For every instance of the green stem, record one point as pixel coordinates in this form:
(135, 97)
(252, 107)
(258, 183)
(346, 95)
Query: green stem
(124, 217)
--------------------------------------------------
What you are asked to do
Would you please return all of the data exactly?

Task answer
For every instance of the green stem, record one point as pixel coordinates in this form:
(135, 97)
(252, 107)
(258, 183)
(346, 95)
Query: green stem
(124, 217)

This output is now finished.